(Exercise aim):
Convert every line of the data below into a numbered list, skipping blank lines and leaving any pictures out.
======
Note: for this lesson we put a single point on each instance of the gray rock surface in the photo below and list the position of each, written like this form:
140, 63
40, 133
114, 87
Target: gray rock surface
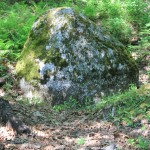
68, 56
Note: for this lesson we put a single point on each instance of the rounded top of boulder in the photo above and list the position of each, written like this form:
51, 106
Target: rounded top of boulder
68, 54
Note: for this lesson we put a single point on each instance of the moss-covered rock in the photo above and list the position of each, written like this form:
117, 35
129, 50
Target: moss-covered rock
67, 55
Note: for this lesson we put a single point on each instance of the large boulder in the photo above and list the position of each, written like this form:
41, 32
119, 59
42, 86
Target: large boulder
68, 56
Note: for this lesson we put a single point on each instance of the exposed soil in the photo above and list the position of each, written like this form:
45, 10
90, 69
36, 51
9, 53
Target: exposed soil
70, 130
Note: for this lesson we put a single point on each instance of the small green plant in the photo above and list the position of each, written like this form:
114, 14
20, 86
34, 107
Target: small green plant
81, 141
143, 143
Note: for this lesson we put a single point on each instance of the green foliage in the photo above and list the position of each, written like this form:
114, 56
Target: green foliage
129, 106
80, 141
140, 143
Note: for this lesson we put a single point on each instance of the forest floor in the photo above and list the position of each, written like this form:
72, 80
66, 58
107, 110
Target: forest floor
71, 130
======
(Answer to the task):
1. Note: for this lesson we put a single point on each instance of the gray rock surface in the photo below and list the position of each, written like this form:
2. 140, 63
3. 40, 133
4. 114, 87
5. Target: gray rock surface
6. 68, 56
7. Note: for this lesson we put a single point on each instance of the rounded top of boulder in the photo above and list the position of each, written like this form:
8. 51, 106
9. Target: rounded top of boulder
10. 68, 54
11. Note: for this lesson we put a single point on each instance of the moss-covered rock in the photo above and list the position of each, written like this form:
12. 117, 35
13. 129, 50
14. Target: moss-covered rock
15. 67, 55
16. Note: for this lesson we put a single point on each instance of the large boulder in the photo above and list the position of each, written like this form:
17. 41, 32
18. 119, 59
19. 42, 86
20. Target: large boulder
21. 68, 56
22. Note: for this lesson we put a single point on each instance of the exposed soil in the photo above and list the position of each, written like this form:
23. 45, 10
24. 90, 69
25. 36, 51
26. 9, 53
27. Target: exposed soil
28. 70, 130
29. Note: for this lesson we put a single point on each instance of the small green plant in the photo above and list the position of each, written like this form:
30. 114, 14
31. 20, 86
32. 34, 107
33. Target: small green plant
34. 81, 141
35. 143, 143
36. Note: for this lesson we put a single point on each instance of the green foliage in the photo above and list the position of each, written like this form:
37. 114, 56
38. Target: green foliage
39. 129, 106
40. 80, 141
41. 140, 143
42. Note: for this lesson we put a single point on each instance of the forest floor in the photo above and list the position of each, written like this form:
43. 72, 80
44. 66, 58
45. 107, 110
46. Target: forest floor
47. 71, 130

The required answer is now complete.